+++ Supplied data +++

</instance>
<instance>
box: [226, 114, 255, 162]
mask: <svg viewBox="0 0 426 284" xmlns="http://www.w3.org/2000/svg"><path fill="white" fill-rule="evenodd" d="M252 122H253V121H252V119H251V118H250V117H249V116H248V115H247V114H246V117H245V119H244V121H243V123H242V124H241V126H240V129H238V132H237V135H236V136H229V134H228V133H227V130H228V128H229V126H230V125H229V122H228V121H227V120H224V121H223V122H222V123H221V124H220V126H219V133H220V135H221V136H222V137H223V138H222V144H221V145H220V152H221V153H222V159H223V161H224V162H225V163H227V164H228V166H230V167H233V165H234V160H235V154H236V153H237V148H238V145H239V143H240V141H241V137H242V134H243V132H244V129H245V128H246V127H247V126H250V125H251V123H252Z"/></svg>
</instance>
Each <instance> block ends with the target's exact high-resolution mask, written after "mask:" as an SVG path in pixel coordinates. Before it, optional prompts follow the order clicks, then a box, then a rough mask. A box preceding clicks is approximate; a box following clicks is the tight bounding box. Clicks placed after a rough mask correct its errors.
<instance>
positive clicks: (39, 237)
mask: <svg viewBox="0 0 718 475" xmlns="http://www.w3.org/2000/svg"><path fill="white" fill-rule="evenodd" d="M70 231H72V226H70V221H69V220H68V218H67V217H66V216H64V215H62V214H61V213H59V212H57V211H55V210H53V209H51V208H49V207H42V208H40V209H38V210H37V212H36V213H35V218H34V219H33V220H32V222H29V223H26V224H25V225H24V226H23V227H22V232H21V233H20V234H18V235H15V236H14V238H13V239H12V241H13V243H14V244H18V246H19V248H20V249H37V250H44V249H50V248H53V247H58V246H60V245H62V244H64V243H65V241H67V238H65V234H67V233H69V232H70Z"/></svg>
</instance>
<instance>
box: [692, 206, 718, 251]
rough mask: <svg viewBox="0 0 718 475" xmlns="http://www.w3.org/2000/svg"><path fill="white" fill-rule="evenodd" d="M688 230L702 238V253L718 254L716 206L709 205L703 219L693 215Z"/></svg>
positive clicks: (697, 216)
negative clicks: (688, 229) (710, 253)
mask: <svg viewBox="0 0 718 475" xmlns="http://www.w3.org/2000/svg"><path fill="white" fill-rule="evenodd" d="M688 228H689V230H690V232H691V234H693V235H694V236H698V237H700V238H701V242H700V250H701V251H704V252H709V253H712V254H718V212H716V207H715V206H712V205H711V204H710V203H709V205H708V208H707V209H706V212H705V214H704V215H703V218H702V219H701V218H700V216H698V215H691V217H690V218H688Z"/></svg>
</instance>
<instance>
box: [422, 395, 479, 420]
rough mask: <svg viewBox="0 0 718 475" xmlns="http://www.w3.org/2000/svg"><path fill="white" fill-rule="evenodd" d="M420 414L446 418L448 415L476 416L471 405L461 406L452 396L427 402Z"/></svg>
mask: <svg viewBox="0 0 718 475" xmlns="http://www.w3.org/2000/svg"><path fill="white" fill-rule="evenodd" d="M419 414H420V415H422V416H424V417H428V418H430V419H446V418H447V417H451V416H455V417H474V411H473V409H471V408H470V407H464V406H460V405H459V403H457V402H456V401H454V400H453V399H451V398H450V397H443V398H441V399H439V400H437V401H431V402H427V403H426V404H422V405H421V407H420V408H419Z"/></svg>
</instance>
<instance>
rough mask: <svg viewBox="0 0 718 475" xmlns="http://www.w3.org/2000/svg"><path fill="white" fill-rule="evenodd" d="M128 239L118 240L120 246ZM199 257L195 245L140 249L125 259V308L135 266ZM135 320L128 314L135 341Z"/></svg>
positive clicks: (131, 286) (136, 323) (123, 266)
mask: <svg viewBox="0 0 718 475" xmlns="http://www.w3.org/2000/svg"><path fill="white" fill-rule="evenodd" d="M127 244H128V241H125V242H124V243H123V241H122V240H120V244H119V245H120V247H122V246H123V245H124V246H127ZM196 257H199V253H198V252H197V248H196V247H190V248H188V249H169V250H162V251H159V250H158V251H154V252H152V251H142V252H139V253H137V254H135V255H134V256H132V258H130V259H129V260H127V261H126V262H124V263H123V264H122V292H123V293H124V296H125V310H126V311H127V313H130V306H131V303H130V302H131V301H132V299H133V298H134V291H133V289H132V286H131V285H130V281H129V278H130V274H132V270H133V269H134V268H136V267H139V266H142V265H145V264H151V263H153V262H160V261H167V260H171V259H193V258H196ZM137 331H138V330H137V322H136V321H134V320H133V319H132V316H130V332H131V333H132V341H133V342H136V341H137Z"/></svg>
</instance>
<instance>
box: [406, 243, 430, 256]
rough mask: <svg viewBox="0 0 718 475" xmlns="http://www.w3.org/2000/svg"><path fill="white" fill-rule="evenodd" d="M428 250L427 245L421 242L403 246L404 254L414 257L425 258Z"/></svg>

+++

■ Problem to work on: Copy out every line in the records that contains the string "rough", matching case exactly.

■ Task solution:
Each <instance> block ends with the target's exact high-resolution mask, written after "mask:" as an SVG path in pixel coordinates. Before it, optional prompts follow the order clicks, then a box, then a rough mask. A box preceding clicks is approximate; a box following clicks is the tight bounding box. Clicks placed after a rough mask correct its errors.
rough mask: <svg viewBox="0 0 718 475" xmlns="http://www.w3.org/2000/svg"><path fill="white" fill-rule="evenodd" d="M688 230L702 238V253L718 254L716 206L709 205L703 219L693 215Z"/></svg>
rough mask: <svg viewBox="0 0 718 475" xmlns="http://www.w3.org/2000/svg"><path fill="white" fill-rule="evenodd" d="M420 414L446 418L448 415L476 416L471 405L461 406L452 396L427 402Z"/></svg>
rough mask: <svg viewBox="0 0 718 475" xmlns="http://www.w3.org/2000/svg"><path fill="white" fill-rule="evenodd" d="M128 239L118 240L120 246ZM199 257L195 245L140 249L125 259V308L135 266ZM135 320L128 314L135 341Z"/></svg>
rough mask: <svg viewBox="0 0 718 475" xmlns="http://www.w3.org/2000/svg"><path fill="white" fill-rule="evenodd" d="M428 250L427 245L421 242L403 246L404 254L414 257L425 258Z"/></svg>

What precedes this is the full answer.